### INSTRUCTION
In the material below, take the lines from the line with "class=golden spire tip" up to and including the line with "[0,205,667,968]", and format them as a Markdown table with the columns Row and Line. Number each row in Row, put the line in Line, and leave out any blank lines.

-- PROVIDED RECORDS start --

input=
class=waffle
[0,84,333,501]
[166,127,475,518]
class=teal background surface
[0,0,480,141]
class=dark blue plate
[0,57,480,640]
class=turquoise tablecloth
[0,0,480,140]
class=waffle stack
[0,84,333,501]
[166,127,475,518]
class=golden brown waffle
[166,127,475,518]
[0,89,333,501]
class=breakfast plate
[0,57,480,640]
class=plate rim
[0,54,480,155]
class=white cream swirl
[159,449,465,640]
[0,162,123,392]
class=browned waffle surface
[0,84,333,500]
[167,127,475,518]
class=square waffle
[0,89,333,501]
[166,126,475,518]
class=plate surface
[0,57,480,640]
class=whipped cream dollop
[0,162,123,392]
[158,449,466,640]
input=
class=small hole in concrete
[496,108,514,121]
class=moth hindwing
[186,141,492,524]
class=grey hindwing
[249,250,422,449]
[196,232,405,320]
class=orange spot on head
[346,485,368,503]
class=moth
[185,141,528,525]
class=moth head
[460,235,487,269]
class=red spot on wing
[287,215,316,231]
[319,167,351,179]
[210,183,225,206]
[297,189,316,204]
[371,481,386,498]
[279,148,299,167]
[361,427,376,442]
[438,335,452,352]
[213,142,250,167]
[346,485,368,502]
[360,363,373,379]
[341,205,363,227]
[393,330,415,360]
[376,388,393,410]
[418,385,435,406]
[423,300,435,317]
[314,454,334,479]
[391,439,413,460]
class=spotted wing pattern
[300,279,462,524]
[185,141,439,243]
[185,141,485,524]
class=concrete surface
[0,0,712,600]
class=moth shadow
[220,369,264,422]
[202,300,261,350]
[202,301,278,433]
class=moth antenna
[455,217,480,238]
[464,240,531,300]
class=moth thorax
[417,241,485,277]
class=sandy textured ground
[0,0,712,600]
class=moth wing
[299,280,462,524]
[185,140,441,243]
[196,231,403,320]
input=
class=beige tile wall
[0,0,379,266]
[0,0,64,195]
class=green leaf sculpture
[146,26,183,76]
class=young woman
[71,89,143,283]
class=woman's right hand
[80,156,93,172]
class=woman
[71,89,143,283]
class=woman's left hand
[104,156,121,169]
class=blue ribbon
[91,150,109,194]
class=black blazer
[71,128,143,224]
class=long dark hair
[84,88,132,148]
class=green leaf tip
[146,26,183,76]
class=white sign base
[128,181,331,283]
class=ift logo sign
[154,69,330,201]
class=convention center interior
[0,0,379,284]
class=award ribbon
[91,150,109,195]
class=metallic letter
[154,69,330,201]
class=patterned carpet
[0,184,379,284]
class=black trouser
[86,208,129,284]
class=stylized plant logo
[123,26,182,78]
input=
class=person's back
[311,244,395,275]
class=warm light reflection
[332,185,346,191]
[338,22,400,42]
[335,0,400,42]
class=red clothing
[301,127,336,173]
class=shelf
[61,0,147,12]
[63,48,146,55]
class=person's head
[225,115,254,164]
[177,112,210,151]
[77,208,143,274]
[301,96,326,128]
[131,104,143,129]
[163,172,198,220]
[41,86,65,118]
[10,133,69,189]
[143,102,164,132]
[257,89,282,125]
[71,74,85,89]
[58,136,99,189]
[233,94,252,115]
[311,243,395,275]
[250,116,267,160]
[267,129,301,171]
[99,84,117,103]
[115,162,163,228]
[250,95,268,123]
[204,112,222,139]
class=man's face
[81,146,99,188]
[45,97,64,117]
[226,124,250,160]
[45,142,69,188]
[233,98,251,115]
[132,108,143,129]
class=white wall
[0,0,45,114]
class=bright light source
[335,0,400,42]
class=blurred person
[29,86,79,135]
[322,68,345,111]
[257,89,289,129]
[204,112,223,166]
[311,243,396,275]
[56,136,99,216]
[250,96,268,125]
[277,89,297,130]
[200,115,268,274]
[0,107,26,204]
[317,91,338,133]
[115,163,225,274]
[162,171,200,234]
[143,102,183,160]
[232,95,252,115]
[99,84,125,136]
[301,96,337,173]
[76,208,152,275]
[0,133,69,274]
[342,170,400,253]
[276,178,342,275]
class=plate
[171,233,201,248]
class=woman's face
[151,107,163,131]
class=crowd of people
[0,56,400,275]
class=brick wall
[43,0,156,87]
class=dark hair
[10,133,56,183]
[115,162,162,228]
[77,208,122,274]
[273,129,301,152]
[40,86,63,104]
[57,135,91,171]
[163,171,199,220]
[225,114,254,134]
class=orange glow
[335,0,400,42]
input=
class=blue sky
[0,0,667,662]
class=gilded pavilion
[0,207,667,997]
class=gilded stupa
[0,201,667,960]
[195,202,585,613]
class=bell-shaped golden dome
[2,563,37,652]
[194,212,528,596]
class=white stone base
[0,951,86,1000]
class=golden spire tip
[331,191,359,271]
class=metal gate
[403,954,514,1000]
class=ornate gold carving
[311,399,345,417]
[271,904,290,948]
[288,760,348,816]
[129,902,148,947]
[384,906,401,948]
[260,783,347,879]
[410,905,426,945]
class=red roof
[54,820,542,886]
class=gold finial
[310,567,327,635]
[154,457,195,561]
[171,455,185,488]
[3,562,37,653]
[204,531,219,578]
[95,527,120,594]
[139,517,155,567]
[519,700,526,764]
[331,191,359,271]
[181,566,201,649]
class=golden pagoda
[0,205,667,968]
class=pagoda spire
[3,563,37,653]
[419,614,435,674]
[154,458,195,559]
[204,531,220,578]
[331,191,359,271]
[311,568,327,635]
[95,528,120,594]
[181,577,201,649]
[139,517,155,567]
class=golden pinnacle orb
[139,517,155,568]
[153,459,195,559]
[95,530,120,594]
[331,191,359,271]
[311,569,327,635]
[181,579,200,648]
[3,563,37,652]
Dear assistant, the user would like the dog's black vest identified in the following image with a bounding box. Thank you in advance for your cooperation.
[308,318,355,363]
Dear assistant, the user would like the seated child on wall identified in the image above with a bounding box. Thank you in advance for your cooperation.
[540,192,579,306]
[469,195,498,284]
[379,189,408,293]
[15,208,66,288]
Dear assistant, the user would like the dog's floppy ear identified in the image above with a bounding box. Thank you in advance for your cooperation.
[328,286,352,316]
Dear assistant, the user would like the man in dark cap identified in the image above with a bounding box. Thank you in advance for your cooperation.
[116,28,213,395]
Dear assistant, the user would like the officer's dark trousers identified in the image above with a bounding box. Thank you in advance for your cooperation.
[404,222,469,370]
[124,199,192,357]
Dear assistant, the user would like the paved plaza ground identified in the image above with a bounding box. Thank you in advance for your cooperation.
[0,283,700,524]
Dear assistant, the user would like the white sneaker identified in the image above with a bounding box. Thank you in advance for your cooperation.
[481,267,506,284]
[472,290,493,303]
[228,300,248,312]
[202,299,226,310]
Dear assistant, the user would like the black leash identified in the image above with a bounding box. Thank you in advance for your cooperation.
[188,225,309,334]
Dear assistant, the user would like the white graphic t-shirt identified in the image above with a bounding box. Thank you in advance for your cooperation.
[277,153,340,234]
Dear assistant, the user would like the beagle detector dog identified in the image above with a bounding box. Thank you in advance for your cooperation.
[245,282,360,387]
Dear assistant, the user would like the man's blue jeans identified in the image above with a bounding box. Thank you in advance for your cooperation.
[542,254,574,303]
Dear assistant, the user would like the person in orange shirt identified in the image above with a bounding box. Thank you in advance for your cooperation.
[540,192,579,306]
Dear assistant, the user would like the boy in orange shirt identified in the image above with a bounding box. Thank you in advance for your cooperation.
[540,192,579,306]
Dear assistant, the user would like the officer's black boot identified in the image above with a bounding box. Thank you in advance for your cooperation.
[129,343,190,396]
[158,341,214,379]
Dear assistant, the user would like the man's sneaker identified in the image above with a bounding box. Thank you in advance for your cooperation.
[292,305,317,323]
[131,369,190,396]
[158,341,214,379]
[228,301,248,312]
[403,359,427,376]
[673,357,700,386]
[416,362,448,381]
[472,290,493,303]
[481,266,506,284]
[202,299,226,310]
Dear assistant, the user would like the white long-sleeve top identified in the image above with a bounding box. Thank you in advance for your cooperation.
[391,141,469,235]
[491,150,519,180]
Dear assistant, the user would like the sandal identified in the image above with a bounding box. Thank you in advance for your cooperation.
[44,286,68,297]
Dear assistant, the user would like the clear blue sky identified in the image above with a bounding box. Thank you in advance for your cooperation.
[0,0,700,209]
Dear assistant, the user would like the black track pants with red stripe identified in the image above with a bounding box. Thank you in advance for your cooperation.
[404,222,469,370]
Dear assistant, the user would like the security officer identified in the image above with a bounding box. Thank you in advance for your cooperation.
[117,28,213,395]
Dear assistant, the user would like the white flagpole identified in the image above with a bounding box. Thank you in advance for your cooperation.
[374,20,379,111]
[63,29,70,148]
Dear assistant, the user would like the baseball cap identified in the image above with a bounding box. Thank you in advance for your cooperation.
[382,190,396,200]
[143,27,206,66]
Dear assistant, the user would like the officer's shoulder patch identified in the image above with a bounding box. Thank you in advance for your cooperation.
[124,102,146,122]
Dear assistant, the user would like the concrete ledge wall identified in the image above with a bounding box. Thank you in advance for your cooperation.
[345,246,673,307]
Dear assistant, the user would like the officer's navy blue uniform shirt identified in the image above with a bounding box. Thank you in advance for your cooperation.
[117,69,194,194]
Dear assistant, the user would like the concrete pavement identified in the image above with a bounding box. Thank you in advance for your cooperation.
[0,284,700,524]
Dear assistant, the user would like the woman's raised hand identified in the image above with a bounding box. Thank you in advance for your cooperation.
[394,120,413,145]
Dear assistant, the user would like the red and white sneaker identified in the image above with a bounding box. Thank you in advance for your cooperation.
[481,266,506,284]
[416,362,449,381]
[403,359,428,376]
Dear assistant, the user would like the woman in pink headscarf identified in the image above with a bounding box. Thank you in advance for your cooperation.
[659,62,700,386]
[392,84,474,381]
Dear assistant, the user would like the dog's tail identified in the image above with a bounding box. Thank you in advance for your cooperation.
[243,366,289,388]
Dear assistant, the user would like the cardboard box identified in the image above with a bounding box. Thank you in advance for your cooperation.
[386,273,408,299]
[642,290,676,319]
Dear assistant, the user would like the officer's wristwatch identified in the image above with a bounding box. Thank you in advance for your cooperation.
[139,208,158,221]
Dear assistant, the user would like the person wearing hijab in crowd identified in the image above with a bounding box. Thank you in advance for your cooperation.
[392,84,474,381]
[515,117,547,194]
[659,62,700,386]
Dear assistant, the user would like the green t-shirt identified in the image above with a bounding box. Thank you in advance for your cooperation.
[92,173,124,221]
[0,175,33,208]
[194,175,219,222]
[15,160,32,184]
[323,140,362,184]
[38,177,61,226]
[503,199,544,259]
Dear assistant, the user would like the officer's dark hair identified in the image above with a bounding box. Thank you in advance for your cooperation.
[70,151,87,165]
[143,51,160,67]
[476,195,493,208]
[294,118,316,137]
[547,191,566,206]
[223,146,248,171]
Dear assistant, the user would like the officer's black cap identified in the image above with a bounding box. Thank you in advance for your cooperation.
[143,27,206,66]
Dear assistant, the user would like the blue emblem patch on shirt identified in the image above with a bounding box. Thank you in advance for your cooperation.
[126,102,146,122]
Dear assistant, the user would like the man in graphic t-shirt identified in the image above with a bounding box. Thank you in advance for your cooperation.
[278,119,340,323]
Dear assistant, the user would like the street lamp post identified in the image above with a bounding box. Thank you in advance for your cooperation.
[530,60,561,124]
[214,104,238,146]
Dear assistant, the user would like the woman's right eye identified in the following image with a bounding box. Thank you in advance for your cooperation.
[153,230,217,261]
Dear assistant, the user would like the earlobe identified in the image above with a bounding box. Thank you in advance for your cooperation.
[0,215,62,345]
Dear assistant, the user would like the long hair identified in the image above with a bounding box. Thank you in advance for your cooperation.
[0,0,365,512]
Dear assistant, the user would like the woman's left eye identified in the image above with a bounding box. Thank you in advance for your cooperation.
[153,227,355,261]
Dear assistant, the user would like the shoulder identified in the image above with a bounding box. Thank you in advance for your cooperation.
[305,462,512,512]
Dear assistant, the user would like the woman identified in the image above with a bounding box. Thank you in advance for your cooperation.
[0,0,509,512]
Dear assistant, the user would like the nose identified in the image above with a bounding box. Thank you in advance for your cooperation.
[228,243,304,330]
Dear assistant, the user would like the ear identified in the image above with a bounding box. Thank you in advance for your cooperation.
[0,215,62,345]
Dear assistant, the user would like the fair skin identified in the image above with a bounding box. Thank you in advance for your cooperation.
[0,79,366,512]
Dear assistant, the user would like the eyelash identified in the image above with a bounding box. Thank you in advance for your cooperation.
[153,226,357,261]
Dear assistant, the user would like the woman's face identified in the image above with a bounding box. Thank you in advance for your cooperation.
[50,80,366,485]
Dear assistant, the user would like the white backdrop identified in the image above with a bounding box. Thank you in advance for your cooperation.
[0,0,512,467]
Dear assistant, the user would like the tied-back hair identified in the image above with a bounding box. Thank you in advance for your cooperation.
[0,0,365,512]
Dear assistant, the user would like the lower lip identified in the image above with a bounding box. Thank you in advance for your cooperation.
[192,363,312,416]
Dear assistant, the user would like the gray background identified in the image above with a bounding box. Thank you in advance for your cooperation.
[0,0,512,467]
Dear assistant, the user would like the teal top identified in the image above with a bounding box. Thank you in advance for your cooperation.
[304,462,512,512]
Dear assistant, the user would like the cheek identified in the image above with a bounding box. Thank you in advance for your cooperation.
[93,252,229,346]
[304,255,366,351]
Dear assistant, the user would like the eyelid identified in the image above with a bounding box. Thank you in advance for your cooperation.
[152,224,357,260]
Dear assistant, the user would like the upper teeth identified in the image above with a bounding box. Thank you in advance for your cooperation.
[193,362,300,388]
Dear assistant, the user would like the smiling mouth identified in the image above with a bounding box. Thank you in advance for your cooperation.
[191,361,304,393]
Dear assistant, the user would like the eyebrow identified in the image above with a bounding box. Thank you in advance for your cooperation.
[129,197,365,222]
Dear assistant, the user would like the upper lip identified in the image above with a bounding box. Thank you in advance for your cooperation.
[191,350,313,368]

-- PROVIDED RECORDS end --

### RIGHT ANSWER
| Row | Line |
|---|---|
| 1 | class=golden spire tip |
| 2 | [331,191,359,271] |
| 3 | class=metal gate |
| 4 | [403,954,514,1000] |
| 5 | class=ornate gold carving |
| 6 | [311,399,345,417] |
| 7 | [271,904,290,948] |
| 8 | [288,760,348,816] |
| 9 | [129,902,148,947] |
| 10 | [384,906,401,948] |
| 11 | [260,783,347,879] |
| 12 | [410,905,426,945] |
| 13 | class=red roof |
| 14 | [54,820,542,886] |
| 15 | class=gold finial |
| 16 | [310,567,327,635] |
| 17 | [154,457,195,561] |
| 18 | [171,455,185,488] |
| 19 | [3,562,37,653] |
| 20 | [204,531,219,578] |
| 21 | [95,527,120,594] |
| 22 | [139,517,155,567] |
| 23 | [519,700,526,764] |
| 24 | [331,191,359,271] |
| 25 | [181,566,201,649] |
| 26 | class=golden pagoda |
| 27 | [0,205,667,968] |